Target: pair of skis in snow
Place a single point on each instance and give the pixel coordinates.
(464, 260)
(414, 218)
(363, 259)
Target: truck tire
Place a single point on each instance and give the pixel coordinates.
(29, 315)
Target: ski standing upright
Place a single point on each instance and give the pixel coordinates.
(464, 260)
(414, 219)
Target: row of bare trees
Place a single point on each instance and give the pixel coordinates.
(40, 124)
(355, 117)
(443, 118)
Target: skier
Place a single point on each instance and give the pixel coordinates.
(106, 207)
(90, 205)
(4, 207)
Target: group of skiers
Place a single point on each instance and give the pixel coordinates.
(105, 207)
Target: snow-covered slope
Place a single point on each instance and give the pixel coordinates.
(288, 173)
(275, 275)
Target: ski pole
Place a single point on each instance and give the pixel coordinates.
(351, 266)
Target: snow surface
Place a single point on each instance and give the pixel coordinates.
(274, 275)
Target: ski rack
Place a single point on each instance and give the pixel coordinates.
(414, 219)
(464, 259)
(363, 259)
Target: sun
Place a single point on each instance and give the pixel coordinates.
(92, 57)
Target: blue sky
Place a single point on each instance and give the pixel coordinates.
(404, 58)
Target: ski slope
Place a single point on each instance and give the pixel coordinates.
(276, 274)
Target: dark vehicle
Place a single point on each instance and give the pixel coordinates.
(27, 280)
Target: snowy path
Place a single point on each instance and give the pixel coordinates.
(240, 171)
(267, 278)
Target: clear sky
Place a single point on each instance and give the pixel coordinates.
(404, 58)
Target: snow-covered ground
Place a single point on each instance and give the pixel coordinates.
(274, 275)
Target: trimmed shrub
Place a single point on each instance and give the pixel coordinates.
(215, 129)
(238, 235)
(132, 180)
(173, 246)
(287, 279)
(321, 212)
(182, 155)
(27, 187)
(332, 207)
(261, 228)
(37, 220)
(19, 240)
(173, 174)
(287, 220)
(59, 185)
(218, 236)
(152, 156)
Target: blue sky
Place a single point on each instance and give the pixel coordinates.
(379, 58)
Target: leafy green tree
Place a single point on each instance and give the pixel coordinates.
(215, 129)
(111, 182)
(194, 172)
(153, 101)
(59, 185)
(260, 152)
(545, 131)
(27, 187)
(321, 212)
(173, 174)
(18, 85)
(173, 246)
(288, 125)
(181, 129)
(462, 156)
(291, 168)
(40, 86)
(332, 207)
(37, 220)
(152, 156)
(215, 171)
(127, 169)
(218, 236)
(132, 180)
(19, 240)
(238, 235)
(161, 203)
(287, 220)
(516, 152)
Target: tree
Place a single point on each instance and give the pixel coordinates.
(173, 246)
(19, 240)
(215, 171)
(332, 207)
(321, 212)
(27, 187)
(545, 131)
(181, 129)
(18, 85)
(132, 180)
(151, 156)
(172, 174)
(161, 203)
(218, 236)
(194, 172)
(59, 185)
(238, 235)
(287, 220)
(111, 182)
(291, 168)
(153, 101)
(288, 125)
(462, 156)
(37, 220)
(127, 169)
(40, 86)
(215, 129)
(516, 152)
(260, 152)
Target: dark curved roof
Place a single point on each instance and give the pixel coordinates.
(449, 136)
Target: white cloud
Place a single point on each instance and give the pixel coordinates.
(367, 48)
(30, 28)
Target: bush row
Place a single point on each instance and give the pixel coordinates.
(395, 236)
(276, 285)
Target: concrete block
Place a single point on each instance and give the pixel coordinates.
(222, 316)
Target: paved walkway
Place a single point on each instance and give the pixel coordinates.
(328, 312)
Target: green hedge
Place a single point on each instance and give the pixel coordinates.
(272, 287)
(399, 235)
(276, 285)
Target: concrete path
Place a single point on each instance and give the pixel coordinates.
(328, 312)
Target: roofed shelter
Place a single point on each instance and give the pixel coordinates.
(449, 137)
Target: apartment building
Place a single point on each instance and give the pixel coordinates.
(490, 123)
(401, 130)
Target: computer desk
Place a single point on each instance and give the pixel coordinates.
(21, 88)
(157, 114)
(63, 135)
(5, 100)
◆ ◆ ◆ ◆ ◆ ◆ ◆
Format the lines of the records as a Markdown table with two columns, Row and Line. Begin with the line that contains "Target: computer desk", continue through the final line of the records, number each row, and leave out any blank lines.

| Row | Line |
|---|---|
| 1 | Target: computer desk |
| 2 | Place a single point on each instance and give the pixel coordinates. |
| 3 | (21, 88) |
| 4 | (157, 114) |
| 5 | (63, 135) |
| 6 | (5, 100) |